Brief 1
Copy out every entry that follows the text on database cutover, requests included, and raise each coordinate in the answers by 102. Leave the pictures out.

Text passage
----
Cutover migration task

The database is ready for cutover when full load is complete. Depending on how busy the source server is with new transactions is coming in, the DMS task might be still applying changes after the full load is complete.

To ensure all data is caught up, validate row counts between the source and target databases. For example, you can validate the following details from the status output:

Database Level
"migrationState": "READY_TO_COMPLETE" => Status of migration task. READY_TO_COMPLETE means database is ready for cutover
"incomingChanges": 0 => Check for a period of 5-10 minutes to ensure no new incoming changes need to be applied to the target server

Table Level (for each table)
"fullLoadTotalRows": 10    => The row count matches the initial row count of the table
"cdcDeleteCounter": 0      => Number of deletes after the full load
"cdcInsertCounter": 50     => Number of inserts after the full load
"cdcUpdateCounter": 0      => Number of updates after the full load
  1. Perform the cutover database migration task by using the following command:

    az dms project task cutover -h
    

    For example, the following command initiates the cut-over for the 'Inventory' database:

    az dms project task cutover --service-name PostgresCLI --project-name PGMigration --resource-group <ResourceGroupName> --name runnowtask  --object-name Inventory
    
  2. To monitor the cutover progress, run the following command:

    az dms project task show --service-name PostgresCLI --project-name PGMigration --resource-group <ResourceGroupName> --name runnowtask
    
  3. When the database migration status shows Completed, recreate sequences (if applicable), and connect your applications to the new target instance of Azure Database for PostgreSQL.

Service, project, task cleanup

If you need to cancel or delete any DMS task, project, or service, perform the cancellation in the following sequence:

  • Cancel any running task
  • Delete the task
  • Delete the project
  • Delete DMS service
  1. To cancel a running task, use the following command:

    az dms project task cancel --service-name PostgresCLI --project-name PGMigration --resource-group <ResourceGroupName> --name runnowtask
    
  2. To delete a running task, use the following command:

    az dms project task delete --service-name PostgresCLI --project-name PGMigration --resource-group <ResourceGroupName> --name runnowtask
    
  3. To delete a project, use the following command:

    az dms project delete -n PGMigration -g <ResourceGroupName> --service-name PostgresCLI
    
  4. To delete DMS service, use the following command:

    az dms delete -g <ResourceGroupName> -n PostgresCLI
----
Material for the task
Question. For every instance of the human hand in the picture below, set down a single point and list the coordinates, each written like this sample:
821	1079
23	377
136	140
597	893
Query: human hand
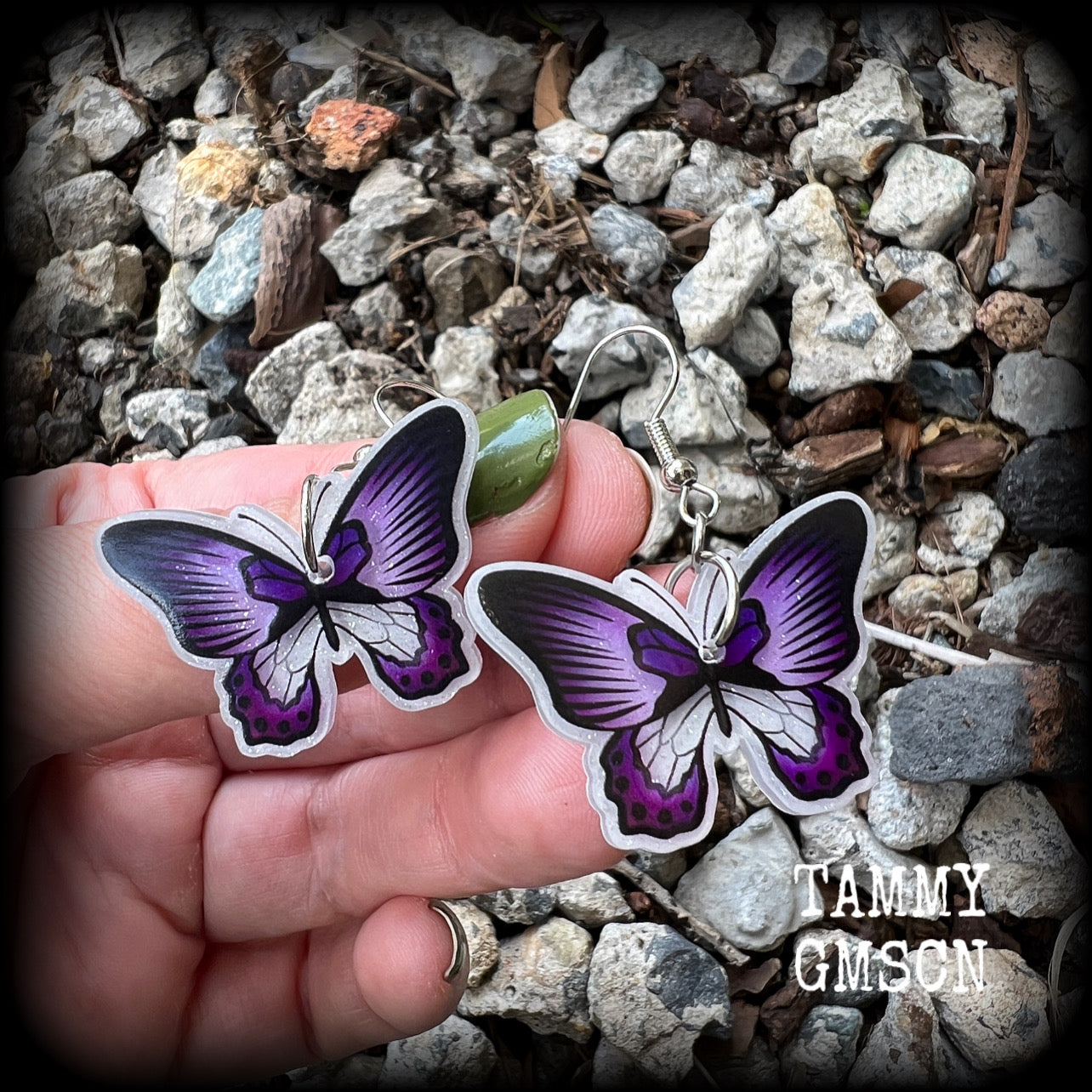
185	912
----
Brief 2
In the database cutover text, what does a "migrationState" of READY_TO_COMPLETE mean?

Final result 1
Question. For every instance of the human hand in the picture below, set down a single point and list the coordinates, each written like this sample:
821	1079
23	377
136	140
597	893
Query: human hand
287	1014

Final result 2
The database is ready for cutover.